═══ Information supplied ═══

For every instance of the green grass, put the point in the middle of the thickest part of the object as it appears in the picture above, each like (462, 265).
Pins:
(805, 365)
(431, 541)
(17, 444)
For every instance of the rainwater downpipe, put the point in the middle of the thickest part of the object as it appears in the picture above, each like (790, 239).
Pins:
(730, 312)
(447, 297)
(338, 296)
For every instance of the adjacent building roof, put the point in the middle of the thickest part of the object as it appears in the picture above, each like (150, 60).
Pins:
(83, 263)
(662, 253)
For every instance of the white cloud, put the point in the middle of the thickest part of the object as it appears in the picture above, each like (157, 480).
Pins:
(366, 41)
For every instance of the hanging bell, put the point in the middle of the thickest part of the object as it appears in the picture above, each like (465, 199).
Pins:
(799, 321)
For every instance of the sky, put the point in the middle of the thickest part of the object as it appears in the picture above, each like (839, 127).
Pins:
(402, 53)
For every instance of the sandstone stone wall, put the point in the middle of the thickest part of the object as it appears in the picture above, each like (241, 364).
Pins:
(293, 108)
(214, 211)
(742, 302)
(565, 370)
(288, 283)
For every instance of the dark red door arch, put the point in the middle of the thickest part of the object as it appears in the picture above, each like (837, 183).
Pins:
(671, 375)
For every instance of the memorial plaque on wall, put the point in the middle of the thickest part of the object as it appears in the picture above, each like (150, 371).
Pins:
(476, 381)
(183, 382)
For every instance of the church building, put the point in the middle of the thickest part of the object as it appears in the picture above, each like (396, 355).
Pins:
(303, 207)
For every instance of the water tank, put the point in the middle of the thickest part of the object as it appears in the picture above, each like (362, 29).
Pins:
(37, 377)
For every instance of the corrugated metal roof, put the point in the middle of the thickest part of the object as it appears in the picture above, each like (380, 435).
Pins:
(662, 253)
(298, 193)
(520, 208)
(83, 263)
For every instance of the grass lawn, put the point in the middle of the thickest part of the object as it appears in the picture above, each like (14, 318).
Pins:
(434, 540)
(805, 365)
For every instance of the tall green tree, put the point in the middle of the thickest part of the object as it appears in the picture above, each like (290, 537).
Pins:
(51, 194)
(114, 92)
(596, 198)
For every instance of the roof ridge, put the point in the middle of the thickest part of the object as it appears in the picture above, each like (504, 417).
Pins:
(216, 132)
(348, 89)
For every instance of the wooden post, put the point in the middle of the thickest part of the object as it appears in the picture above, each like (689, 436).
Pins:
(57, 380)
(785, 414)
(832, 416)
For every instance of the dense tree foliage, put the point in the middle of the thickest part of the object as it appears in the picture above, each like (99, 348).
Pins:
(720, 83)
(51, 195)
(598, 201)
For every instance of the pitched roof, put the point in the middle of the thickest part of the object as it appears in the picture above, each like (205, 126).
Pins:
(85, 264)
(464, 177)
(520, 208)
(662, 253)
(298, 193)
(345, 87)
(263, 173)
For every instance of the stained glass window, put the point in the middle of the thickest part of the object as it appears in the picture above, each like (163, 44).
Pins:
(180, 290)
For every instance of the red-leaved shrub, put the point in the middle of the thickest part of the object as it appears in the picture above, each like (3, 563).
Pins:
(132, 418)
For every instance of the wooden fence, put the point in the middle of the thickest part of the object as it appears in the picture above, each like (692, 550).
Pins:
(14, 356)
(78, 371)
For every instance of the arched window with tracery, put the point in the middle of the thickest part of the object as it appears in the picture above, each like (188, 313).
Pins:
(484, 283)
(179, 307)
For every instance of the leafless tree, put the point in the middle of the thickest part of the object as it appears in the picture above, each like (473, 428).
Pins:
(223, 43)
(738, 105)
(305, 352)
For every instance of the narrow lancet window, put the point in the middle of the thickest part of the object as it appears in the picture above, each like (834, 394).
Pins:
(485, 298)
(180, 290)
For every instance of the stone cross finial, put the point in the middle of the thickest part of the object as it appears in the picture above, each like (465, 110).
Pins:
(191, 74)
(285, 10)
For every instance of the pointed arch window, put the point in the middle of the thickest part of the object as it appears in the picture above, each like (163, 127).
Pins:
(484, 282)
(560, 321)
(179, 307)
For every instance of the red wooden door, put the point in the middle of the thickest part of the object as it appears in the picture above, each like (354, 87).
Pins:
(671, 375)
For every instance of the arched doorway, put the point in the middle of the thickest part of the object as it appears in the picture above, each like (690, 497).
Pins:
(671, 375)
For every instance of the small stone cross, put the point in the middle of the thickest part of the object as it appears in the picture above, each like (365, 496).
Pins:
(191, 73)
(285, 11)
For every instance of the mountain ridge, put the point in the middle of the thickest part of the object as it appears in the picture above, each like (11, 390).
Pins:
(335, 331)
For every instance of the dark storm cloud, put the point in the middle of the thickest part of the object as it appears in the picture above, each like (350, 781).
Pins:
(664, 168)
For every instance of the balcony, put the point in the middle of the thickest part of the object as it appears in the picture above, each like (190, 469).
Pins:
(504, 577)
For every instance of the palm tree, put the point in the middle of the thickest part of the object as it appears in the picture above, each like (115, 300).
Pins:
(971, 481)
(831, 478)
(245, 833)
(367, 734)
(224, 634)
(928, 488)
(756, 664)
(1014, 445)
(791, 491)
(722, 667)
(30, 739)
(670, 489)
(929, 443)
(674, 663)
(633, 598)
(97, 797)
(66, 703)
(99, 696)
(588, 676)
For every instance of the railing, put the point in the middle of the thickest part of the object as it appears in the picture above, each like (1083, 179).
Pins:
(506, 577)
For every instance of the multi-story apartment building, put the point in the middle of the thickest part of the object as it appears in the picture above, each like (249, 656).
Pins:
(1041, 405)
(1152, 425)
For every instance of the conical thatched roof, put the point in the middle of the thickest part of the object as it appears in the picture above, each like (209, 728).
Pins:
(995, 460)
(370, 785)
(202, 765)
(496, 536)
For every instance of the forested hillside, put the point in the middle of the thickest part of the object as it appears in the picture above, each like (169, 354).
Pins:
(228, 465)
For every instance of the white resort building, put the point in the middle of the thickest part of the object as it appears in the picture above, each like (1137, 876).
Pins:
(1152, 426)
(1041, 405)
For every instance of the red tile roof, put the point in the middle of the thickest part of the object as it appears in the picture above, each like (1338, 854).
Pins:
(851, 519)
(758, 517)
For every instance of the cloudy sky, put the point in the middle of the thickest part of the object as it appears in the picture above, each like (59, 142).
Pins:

═══

→ Task statement:
Repeat, exactly and in full, the records shown above.

→ Response below:
For every instance of the green grass, put the point in the middle of the thickest part of the object as it appears in the picture above, each like (462, 265).
Pins:
(805, 365)
(431, 541)
(17, 444)
For every instance of the rainwater downpipe, put the point in the middle of the thickest part of the object as it appears in the picture above, each like (790, 239).
Pins:
(730, 312)
(447, 297)
(338, 296)
For every instance of the adjacent building roof, put the point in the middle of the thickest part of the object as it appears in the picture above, each like (150, 60).
Pins:
(83, 263)
(662, 253)
For every instance of the white cloud, put the point in the middle of the thickest part of the object as it appears in the picture above, each like (157, 480).
Pins:
(366, 41)
For every instance of the hanging bell, put the point in the middle of the thickest part of the object as it appears in the picture above, each like (465, 199).
Pins:
(799, 321)
For every instance of the sky, put the point in the middle of the thickest part of the object as it appears in the picture above, each like (839, 127).
Pins:
(402, 53)
For every instance of the sandstone stone wall, put the point in the middle of the thickest part of the object as it appears in the picture above, each like (241, 364).
Pins:
(293, 108)
(214, 211)
(742, 302)
(565, 370)
(288, 283)
For every instance of the dark red door arch, put the point in the middle of the thickest part of the object as it appears in the picture above, each like (837, 183).
Pins:
(671, 375)
For every instance of the memorial plaque on wall, put the point in the middle of the thickest part of the object as it appears in the picture above, each like (150, 371).
Pins:
(476, 381)
(183, 382)
For every instance of the church building, put the point in the middle of the thickest part of the object as it appears in the picture above, each like (396, 355).
Pins:
(303, 207)
For every instance of the water tank, put the point in the middle of the thickest part of the object as it appears in the picture above, each like (362, 29).
Pins:
(37, 377)
For every instance of the corrugated metal roof, put the point in the middle of the thickest part of the object as it appears in the picture above, each like (380, 435).
Pins:
(662, 253)
(298, 193)
(520, 208)
(83, 263)
For every instance of the grass lawn, put the point in the middle of the thickest part of the object as it appears in the picture above, each like (14, 318).
Pins:
(434, 540)
(805, 365)
For every instance of the tall green tree, put the point in the middle of the thickest part of the object as it appears in the picture above, each like (290, 537).
Pins:
(51, 194)
(114, 92)
(596, 198)
For every instance of the roof ridge, put the point in the middle of the thickest part of the object as it appears in the picture above, each like (504, 417).
Pins:
(216, 132)
(348, 89)
For every instance of the wooden post, put the point in the middle of the thickest part of the object as it appears in the picture above, each like (689, 436).
Pins:
(57, 380)
(785, 414)
(832, 416)
For every instance of the dense tree foliage, put the point in the middle of the thickest part of the object as it appears in the picture above, each like (99, 348).
Pins:
(720, 83)
(51, 195)
(598, 201)
For every instance of the pitched roof, put the point in the middle of the thickest part of the object as it appears in the picture above, each like (205, 126).
Pins:
(85, 264)
(464, 177)
(520, 208)
(662, 253)
(298, 193)
(345, 87)
(263, 173)
For every instance of the stained glass window, put the point in the middle of the thickest part of the object as it appears in the picture above, each like (163, 44).
Pins:
(180, 290)
For every instance of the red-leaved shrub, put the point in the middle of the thickest part of the object as it appears in the picture above, each like (3, 563).
Pins:
(132, 418)
For every instance of the wooden fence, put the point in the middle of the thickest part of the object as it appears in the picture above, each like (692, 550).
Pins:
(14, 356)
(78, 371)
For every instance of the arched window with tracery, put the point in the middle of the thickest part of the object as it appears in the picture above, each like (188, 313).
Pins:
(484, 283)
(179, 307)
For every instance of the leafless tree, put the point in the middle of the thickest part of the object as it appears in the picture above, each like (473, 428).
Pins:
(223, 43)
(738, 105)
(305, 352)
For every instance of the narrow lancet window, put the point in the middle of the thickest part of the object as it appears in the picture above, each like (834, 394).
Pins:
(485, 298)
(180, 290)
For every instance of the stone cross finial, put the point in the middle of the thickest part of the object as it appears in the picture above, each like (465, 110).
Pins:
(191, 74)
(285, 10)
For every instance of the pointed arch window, put the point in the middle of the thickest part of the object as it appears in the picture above, each like (163, 127).
Pins:
(484, 282)
(560, 321)
(179, 307)
For every instance of the red wooden door, put the point in the middle of the thickest part of the object as it appears in the picture above, each like (354, 87).
Pins:
(671, 375)
For every instance of the arched doorway, put the point in the middle of the thickest part of the object as it appears in the picture above, each like (690, 497).
Pins:
(671, 375)
For every instance of the small stone cross, put the point in the middle of the thickest part of the object as it appears in the picture above, each like (365, 496).
Pins:
(191, 73)
(285, 11)
For every instance of the mountain ridge, put the point in the middle of the thickest part of the object as it appears in the picture above, each like (11, 390).
Pins:
(335, 331)
For every instance of the dark storm cloud, put the point in the middle of the thickest part of the object as it appears in the picture above, each like (350, 781).
Pins:
(664, 168)
For every instance of the balcony, put the point in the middle of the thickest part of the object as it appears in the picture above, each like (190, 469).
Pins:
(504, 577)
For every instance of the palm tree, put the point in the middle of the thickest part of the object as it appears in the picture above, each like (115, 300).
Pins:
(971, 481)
(831, 478)
(245, 833)
(367, 734)
(224, 634)
(928, 488)
(756, 664)
(1014, 445)
(791, 491)
(722, 667)
(30, 739)
(670, 489)
(929, 443)
(674, 663)
(633, 598)
(97, 797)
(66, 703)
(99, 696)
(588, 676)
For every instance of the railing, put the point in the middle of the thickest part of the object as it appears in the picture above, each like (1083, 179).
Pins:
(506, 577)
For every instance of the multi-story apartment building, put the point in the middle of the thickest part of the object as it appears in the picture above, each like (249, 656).
Pins:
(1041, 405)
(1152, 425)
For every instance of the conical thatched roof, put the point in the middle of the thickest part of the object as it appears in the picture above, each like (209, 728).
Pins:
(995, 460)
(370, 785)
(202, 765)
(496, 536)
For every instance of the forested hillside, put the point in the middle of the thickest part of the object as it appears in the picture above, each like (169, 354).
Pins:
(228, 465)
For every instance of the white resort building, put the point in the middle of the thickest part of the object as it appears in the picture above, each like (1137, 876).
Pins:
(1152, 426)
(1041, 405)
For every instance of the red tile roof, put the point in the middle of the thickest part of the object as it appears in the picture above, each like (1338, 854).
Pins:
(851, 519)
(758, 517)
For every instance of the cloudy sky, put the point in the middle of the thickest part of the object as it appears in the picture above, each like (59, 142).
Pins:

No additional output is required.